(AIM OF THE TASK)
Starting with the line that contains "Q: Point to the shingle" and continuing through the end of the material, rewrite the lines with "vehicle" substituted for "car". Leave everything else unchanged.

>> BEGIN

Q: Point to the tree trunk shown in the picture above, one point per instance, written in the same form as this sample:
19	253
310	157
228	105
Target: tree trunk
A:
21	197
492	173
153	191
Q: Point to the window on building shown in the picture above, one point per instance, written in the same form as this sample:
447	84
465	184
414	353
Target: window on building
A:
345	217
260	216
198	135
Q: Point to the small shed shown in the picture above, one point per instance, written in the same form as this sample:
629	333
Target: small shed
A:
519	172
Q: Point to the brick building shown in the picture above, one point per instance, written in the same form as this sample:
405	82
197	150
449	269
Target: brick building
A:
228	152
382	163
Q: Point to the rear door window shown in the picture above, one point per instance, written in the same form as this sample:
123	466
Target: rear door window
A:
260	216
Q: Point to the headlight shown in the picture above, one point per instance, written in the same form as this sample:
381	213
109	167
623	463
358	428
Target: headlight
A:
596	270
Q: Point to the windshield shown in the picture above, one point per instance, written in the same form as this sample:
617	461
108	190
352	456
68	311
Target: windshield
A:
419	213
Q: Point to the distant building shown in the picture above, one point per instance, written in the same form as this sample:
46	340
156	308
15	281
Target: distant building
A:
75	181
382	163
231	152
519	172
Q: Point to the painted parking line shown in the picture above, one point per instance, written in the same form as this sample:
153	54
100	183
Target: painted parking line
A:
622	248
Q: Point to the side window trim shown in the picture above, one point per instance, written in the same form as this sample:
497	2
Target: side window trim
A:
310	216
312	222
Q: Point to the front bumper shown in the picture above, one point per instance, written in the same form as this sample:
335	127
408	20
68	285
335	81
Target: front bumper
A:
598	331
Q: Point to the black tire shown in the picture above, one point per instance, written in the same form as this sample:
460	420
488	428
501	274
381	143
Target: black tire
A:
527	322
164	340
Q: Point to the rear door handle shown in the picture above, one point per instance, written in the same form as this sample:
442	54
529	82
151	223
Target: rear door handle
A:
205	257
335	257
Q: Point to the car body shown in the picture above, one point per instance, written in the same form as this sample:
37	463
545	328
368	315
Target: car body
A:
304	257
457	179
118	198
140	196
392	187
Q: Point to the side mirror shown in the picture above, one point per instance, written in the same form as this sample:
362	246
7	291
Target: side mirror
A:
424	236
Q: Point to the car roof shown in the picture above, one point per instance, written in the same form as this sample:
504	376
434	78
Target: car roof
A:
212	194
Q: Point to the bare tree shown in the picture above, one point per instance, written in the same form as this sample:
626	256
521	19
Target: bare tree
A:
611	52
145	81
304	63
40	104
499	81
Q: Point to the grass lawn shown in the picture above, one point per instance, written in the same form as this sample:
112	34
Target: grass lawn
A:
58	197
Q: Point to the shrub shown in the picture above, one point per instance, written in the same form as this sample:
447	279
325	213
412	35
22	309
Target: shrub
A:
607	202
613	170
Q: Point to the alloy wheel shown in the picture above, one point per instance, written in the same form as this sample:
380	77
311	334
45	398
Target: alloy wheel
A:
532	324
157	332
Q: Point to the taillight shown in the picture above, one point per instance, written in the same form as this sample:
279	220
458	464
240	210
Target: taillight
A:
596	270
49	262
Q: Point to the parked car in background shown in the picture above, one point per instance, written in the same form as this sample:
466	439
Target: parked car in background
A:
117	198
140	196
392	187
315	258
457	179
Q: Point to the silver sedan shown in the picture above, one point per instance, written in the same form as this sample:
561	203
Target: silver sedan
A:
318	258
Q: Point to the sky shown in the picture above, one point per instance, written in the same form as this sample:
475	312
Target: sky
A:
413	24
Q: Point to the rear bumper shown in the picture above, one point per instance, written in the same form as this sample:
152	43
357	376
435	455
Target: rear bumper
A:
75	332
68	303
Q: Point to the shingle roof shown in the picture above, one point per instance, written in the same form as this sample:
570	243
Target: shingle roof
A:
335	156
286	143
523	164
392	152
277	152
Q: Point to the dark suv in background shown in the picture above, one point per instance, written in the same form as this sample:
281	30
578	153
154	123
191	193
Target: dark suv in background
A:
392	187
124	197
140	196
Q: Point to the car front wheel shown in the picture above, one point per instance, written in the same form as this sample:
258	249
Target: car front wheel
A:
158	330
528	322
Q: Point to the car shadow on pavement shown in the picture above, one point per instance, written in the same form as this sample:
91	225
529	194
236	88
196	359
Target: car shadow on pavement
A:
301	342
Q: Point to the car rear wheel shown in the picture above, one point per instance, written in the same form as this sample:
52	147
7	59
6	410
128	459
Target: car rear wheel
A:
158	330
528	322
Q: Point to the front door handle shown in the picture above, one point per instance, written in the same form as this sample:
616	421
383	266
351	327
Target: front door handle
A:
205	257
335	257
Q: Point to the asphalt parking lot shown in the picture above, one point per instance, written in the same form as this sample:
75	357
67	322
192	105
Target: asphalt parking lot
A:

>> END

(RESPONSE TO THE EXERCISE)
Q: Point to the shingle roof shown in the picture above, one point per instance, written in the same form as this sample:
570	243
Target: shingle roof
A:
335	156
286	143
523	164
392	152
277	152
Q: Point to the dark suv in background shown in the picture above, one point per instance, written in the same form as this sample:
281	30
578	153
154	123
191	193
Target: dark suv in background
A:
392	187
124	197
140	196
Q: Point to the vehicle front wheel shown in the picture above, one point per instance, written in the same form as this sample:
258	249
Target: vehicle front wheel
A:
158	330
528	322
Q: Point to the vehicle shadow on pavement shown in the picture above, one point per instance, written in the same form as this sample:
91	225
529	194
236	88
196	359
Target: vehicle shadow on pavement
A:
301	342
Q: Point to the vehicle rear wheel shown in the picture above, one point per instance, written in the same form as this sample:
52	147
7	59
6	410
128	459
Target: vehicle rear wheel
A:
158	330
528	322
Q: Point to the front door handle shown in the picture above, one point per instance, written in the same form as this sample:
616	421
383	266
351	327
Target: front door handle
A:
205	257
335	257
Q: Point to the asphalt parking lot shown in the picture above, one point per instance, written in the same form as this sample:
75	357
67	322
192	105
Target: asphalt parking lot
A:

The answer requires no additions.